Filter the rows below, copying out each line that contains the string "green". Matching is case-sensitive.
Start of LISTED RECORDS
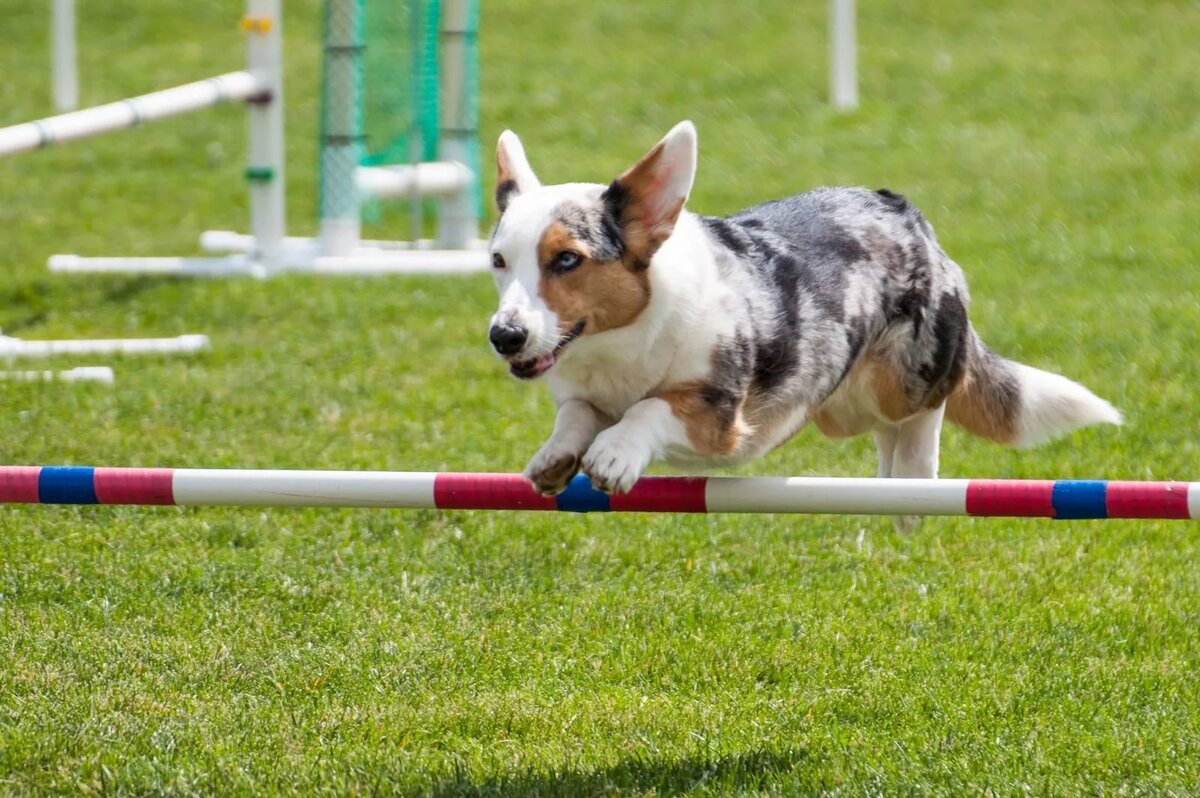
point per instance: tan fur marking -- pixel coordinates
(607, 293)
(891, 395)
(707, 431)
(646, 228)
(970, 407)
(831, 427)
End of LISTED RECORDS
Start of LISTED RECORDS
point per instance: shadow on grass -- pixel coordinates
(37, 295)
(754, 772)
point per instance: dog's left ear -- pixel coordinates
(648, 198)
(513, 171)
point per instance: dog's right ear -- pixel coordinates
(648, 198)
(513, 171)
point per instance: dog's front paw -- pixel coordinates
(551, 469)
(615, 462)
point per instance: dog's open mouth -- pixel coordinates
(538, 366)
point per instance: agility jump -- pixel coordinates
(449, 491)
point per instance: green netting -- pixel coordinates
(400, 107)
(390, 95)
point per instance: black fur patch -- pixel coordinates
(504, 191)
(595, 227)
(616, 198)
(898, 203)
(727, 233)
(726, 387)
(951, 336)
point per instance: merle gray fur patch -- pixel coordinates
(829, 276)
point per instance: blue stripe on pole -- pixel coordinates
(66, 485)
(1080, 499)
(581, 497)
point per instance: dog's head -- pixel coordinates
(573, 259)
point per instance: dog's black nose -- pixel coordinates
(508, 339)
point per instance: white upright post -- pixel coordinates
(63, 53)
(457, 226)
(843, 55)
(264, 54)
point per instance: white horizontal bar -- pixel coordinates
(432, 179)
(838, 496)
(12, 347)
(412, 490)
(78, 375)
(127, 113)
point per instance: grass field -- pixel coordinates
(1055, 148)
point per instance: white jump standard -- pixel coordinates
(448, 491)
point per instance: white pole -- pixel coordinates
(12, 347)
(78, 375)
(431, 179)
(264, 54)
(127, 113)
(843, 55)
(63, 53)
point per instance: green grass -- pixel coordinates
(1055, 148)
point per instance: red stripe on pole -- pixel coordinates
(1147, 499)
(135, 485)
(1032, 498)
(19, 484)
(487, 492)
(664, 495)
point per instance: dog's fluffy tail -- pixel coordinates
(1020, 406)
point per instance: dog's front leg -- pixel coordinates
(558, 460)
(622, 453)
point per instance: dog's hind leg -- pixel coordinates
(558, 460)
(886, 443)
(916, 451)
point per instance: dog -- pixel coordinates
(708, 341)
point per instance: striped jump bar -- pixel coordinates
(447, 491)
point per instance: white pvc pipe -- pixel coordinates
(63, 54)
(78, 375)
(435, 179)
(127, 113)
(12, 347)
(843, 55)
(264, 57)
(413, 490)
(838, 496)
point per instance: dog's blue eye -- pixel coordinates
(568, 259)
End of LISTED RECORDS
Start of LISTED RECORDS
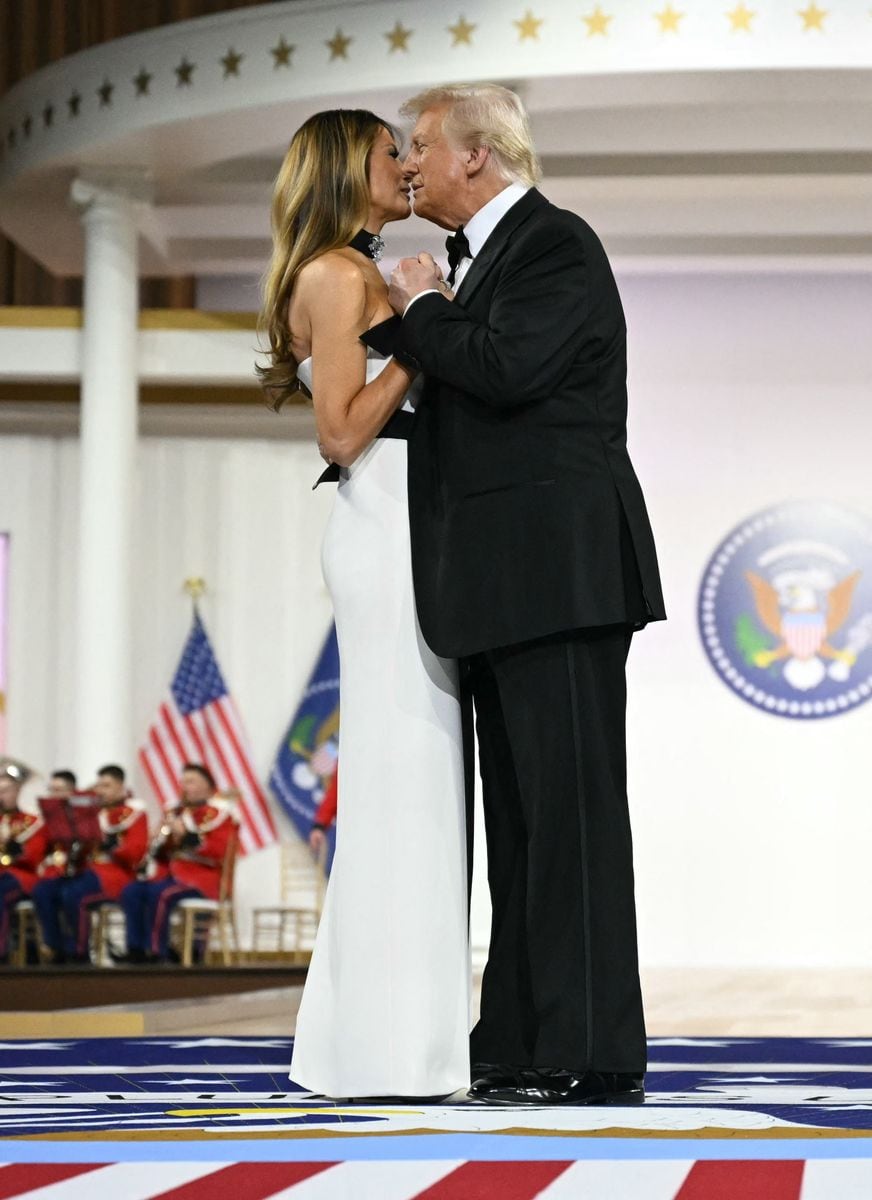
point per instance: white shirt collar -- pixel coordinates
End of LISTED RECORDS
*SOLVED EXERCISE*.
point per instance: green netting -- pixel coordinates
point per instance: green grass -- pixel coordinates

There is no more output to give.